| WHAT IS ASKED |
A. Name every group that the peak oil passage lists as part of the coalition warning about peak oil.
B. Rewrite the peak oil passage between "Even so, peak" and "happen before 2010.", inclusive, using "forceful" in place of "powerful".
C. Carry on the peak oil passage from the point where it stops.

| TEXT BLOCK |
THE facts have changed, now we must change too. For the past 10 years an unlikely coalition of geologists, oil drillers, bankers, military strategists and environmentalists has been warning that peak oil — the decline of global supplies — is just around the corner.
We had some strong reasons for doing so: production had slowed, the price had risen sharply, depletion was widespread and appeared to be escalating. The first of the great resource crunches seemed about to strike.
Among environmentalists it was never clear, even to ourselves, whether or not we wanted it to happen. It had the potential both to shock the world into economic transformation, averting future catastrophes, and to generate catastrophes of its own, including a shift into even more damaging technologies, such as biofuels and petrol made from coal.
Even so, peak oil was a powerful lever. Governments, businesses and voters who seemed impervious to the moral case for cutting the use of fossil fuels might, we hoped, respond to the economic case.
Some of us made vague predictions, others were more specific. In all cases we were wrong. In 1975 MK Hubbert, a geoscientist working for Shell who had correctly predicted the decline in US oil production, suggested that global supplies could peak in 1995. In 1997 the petroleum geologist Colin Campbell estimated that it would happen before 2010.

| EXTRACTED ENTRIES |
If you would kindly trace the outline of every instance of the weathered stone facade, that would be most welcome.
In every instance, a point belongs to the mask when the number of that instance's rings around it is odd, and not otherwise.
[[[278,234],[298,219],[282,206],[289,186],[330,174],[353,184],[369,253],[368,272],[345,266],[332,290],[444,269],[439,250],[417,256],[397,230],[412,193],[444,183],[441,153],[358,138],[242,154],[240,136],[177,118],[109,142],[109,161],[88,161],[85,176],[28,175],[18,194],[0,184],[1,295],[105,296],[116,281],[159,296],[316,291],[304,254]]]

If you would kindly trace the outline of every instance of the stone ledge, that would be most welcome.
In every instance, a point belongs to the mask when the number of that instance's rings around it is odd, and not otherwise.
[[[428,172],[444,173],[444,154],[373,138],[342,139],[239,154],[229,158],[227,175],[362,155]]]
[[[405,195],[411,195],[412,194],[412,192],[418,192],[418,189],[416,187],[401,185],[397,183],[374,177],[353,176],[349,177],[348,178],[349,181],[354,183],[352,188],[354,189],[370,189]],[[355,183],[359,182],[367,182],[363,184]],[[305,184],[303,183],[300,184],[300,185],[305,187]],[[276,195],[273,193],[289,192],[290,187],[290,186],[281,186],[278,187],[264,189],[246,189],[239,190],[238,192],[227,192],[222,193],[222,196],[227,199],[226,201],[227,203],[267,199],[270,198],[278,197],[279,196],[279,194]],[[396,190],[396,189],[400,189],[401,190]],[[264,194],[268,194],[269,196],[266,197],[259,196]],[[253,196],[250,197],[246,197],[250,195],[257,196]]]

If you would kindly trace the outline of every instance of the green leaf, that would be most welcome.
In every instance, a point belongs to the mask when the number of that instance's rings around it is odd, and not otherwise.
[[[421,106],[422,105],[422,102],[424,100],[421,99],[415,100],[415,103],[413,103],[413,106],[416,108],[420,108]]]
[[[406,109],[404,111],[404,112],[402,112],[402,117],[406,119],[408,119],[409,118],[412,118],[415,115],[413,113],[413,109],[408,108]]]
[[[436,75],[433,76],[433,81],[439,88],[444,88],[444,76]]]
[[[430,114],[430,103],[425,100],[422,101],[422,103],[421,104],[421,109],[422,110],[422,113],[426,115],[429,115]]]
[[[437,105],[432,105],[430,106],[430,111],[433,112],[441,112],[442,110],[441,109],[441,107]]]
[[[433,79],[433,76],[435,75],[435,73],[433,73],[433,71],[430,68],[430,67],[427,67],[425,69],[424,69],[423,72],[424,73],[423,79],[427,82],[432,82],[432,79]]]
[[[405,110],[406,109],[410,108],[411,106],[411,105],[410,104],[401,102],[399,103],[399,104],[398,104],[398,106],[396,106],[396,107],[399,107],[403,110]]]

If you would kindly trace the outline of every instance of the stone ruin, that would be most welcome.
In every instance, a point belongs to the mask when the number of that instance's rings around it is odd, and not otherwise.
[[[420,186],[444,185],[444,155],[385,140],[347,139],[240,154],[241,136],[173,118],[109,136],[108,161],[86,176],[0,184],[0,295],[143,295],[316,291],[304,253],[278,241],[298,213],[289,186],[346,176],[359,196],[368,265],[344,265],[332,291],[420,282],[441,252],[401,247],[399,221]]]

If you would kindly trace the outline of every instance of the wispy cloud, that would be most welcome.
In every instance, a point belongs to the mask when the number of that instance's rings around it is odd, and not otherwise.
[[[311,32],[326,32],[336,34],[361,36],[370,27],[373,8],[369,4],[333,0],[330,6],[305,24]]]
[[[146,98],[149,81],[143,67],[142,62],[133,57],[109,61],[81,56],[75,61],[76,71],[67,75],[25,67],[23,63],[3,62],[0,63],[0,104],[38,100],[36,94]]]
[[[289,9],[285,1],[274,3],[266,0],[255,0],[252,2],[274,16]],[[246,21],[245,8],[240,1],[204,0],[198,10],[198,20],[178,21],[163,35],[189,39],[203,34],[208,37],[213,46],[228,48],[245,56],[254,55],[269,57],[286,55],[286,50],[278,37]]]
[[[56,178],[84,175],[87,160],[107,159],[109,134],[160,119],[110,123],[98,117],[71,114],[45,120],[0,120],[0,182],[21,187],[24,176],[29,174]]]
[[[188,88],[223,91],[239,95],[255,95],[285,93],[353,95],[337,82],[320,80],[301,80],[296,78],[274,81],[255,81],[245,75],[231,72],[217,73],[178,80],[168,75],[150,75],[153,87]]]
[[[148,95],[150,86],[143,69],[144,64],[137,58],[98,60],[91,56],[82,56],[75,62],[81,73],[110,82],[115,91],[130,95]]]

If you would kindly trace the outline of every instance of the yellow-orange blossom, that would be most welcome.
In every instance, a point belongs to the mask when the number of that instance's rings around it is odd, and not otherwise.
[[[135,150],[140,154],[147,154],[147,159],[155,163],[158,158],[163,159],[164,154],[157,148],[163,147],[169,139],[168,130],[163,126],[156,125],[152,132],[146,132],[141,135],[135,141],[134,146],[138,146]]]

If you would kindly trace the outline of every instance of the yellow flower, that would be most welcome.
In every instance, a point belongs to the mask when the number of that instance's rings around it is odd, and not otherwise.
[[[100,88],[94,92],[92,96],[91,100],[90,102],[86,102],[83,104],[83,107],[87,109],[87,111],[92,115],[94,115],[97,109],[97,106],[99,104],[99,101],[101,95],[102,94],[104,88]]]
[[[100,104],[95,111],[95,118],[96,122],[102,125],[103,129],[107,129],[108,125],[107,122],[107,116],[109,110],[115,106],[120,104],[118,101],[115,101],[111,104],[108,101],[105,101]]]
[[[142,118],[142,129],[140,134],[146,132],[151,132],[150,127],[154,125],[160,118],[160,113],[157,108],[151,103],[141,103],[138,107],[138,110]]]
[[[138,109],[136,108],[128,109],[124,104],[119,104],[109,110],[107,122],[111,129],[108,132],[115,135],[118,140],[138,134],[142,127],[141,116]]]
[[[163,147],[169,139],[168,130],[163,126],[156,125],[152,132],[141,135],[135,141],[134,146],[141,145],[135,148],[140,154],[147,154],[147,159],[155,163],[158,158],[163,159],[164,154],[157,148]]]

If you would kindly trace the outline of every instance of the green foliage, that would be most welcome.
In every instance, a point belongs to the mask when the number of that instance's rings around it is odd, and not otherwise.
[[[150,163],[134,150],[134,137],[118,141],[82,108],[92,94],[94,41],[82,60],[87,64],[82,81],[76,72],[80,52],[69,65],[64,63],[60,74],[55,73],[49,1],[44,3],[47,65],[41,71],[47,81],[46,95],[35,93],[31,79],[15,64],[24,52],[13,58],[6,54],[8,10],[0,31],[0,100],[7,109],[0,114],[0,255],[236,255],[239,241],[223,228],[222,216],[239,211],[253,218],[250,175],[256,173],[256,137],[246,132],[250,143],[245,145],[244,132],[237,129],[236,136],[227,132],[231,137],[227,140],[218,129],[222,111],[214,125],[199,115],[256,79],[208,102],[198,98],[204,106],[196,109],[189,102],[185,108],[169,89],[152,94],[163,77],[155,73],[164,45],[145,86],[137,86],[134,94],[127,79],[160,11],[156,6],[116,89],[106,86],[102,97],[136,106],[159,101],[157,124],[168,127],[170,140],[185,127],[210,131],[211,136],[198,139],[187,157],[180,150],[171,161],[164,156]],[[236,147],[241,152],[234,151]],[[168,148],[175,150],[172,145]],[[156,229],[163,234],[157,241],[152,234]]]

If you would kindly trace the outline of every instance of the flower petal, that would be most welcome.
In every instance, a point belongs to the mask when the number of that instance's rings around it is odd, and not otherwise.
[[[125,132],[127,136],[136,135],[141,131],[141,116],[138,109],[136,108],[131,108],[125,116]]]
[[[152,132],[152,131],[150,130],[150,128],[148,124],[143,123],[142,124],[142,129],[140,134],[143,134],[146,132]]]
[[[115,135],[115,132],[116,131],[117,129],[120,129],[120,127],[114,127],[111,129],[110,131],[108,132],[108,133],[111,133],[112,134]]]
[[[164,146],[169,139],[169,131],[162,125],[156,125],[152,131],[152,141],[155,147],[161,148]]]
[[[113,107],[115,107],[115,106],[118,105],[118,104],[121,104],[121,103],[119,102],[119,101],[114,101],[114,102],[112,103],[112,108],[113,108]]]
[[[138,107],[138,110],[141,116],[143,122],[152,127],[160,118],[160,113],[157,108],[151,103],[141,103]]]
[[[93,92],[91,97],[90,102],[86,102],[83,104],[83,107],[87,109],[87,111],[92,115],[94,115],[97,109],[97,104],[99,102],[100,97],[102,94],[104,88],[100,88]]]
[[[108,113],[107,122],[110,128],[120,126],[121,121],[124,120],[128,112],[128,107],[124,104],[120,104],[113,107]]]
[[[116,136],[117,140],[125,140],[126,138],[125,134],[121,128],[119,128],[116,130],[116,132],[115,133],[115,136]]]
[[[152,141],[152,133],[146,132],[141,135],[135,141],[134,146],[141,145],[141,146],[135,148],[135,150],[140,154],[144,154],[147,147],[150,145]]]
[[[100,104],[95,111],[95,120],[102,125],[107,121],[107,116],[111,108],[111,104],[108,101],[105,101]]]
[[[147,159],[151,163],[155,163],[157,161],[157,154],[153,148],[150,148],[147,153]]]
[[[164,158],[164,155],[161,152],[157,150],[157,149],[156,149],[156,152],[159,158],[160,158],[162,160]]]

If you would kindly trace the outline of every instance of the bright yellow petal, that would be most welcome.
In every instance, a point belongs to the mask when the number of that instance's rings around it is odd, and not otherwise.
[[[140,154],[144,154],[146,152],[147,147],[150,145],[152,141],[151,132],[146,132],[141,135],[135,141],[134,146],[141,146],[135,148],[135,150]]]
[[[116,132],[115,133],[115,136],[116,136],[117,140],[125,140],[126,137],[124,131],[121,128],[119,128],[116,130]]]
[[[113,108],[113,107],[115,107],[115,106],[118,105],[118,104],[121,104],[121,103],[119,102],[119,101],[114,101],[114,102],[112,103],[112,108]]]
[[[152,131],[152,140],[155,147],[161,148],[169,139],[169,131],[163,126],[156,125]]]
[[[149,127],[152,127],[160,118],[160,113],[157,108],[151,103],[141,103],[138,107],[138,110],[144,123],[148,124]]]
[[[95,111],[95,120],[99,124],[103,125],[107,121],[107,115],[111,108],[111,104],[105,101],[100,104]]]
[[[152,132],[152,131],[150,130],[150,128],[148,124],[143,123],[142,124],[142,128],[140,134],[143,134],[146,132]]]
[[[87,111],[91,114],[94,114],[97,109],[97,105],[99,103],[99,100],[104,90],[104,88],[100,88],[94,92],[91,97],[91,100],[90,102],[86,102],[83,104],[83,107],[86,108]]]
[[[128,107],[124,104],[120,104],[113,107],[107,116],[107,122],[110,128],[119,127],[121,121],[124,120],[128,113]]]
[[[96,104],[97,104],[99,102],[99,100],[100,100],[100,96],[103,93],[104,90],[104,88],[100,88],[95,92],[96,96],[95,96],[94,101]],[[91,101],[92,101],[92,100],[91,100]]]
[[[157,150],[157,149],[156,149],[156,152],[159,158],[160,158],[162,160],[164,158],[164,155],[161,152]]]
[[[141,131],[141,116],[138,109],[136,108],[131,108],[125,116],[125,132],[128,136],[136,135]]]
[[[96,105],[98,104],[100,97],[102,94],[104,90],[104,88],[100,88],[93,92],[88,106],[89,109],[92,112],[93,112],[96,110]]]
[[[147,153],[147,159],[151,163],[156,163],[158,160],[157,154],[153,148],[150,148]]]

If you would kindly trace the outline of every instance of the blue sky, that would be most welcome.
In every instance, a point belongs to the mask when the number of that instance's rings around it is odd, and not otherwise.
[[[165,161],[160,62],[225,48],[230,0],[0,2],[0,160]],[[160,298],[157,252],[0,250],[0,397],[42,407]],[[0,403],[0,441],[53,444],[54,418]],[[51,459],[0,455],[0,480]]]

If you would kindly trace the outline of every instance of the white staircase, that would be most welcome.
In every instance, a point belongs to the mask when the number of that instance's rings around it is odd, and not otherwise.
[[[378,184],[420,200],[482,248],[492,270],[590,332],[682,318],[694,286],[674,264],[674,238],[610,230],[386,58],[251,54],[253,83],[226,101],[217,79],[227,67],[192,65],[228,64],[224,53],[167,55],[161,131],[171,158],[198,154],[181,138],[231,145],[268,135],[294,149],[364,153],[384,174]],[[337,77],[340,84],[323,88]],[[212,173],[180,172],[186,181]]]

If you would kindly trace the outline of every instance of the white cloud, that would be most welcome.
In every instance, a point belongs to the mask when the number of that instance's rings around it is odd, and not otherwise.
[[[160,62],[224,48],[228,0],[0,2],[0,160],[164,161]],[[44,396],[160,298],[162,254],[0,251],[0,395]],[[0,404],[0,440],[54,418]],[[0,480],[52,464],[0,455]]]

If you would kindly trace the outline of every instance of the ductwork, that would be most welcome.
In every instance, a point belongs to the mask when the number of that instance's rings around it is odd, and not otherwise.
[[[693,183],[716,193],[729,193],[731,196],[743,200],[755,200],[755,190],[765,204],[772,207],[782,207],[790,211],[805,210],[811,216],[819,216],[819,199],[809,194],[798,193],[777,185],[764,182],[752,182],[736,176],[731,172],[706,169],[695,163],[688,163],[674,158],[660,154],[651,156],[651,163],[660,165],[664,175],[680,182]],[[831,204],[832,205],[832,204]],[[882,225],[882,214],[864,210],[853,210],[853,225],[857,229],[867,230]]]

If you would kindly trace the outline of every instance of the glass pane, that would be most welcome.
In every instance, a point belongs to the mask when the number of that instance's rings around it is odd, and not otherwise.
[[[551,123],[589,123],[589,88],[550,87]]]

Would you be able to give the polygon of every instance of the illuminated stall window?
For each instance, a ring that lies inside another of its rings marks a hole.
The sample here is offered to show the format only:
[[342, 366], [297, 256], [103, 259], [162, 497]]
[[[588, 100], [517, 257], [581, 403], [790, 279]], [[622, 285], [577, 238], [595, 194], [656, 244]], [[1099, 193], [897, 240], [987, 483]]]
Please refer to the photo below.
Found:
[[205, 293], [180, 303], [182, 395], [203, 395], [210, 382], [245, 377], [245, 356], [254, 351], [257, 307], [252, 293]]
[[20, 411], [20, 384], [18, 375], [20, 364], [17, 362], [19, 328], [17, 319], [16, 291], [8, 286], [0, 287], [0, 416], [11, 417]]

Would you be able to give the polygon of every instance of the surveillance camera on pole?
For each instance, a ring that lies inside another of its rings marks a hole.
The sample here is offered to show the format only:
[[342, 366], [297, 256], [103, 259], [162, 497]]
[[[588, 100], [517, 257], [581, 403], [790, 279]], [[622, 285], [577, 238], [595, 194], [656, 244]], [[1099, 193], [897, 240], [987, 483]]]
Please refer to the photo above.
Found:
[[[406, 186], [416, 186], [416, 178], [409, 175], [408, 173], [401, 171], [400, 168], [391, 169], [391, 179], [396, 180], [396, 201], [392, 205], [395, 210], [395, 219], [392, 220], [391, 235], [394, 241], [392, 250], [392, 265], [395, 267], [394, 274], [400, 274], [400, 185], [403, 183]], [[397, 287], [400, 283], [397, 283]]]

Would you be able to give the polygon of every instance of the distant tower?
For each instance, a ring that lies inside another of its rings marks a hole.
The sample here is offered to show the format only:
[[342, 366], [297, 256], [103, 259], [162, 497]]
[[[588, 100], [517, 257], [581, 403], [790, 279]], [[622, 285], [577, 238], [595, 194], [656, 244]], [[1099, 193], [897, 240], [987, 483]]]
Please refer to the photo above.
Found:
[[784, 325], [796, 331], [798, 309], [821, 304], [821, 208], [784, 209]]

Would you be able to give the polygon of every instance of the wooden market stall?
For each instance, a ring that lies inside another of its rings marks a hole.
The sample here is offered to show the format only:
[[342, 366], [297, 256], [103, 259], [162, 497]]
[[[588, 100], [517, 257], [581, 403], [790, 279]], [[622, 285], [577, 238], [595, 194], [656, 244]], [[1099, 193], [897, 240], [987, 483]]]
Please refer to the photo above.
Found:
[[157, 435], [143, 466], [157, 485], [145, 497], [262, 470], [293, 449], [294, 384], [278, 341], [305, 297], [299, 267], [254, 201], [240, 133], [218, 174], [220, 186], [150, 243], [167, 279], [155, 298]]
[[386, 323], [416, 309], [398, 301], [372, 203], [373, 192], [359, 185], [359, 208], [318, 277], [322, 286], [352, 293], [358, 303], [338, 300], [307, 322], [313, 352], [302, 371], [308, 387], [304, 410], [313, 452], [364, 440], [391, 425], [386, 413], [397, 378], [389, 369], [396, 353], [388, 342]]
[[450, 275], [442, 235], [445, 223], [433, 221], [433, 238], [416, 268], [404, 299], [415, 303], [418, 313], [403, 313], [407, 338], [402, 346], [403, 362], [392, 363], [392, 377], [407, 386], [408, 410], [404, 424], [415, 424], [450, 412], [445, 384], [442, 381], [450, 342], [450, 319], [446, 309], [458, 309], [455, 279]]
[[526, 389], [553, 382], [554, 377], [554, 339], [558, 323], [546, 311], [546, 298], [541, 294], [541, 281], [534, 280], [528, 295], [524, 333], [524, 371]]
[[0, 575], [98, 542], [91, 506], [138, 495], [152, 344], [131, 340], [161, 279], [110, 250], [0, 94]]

| OUTPUTS IN ORDER |
A. geologists, oil drillers, bankers, military strategists, environmentalists

B.
Even so, peak oil was a forceful lever. Governments, businesses and voters who seemed impervious to the moral case for cutting the use of fossil fuels might, we hoped, respond to the economic case.
Some of us made vague predictions, others were more specific. In all cases we were wrong. In 1975 MK Hubbert, a geoscientist working for Shell who had correctly predicted the decline in US oil production, suggested that global supplies could peak in 1995. In 1997 the petroleum geologist Colin Campbell estimated that it would happen before 2010.

C.
In 2003 the geophysicist Kenneth Deffeyes said he was “99 per cent confident” that peak oil would occur in 2004. In 2005 the investment banker Matthew Simmons maintained that “Saudi Arabia ... cannot materially grow its oil production”. (Since then its output has risen from nine million barrels a day to 10 million.)
Peak oil hasn’t happened, and it’s unlikely to happen for a very long time.
A report by the oil executive Leonardo Maugeri, published by Harvard University, provides compelling evidence that a new oil boom has begun. The constraints on oil supply over the past 10 years appear to have had more to do with money than geology. The low prices before 2003 had discouraged investors from developing difficult fields. The high prices of the past few years have changed that.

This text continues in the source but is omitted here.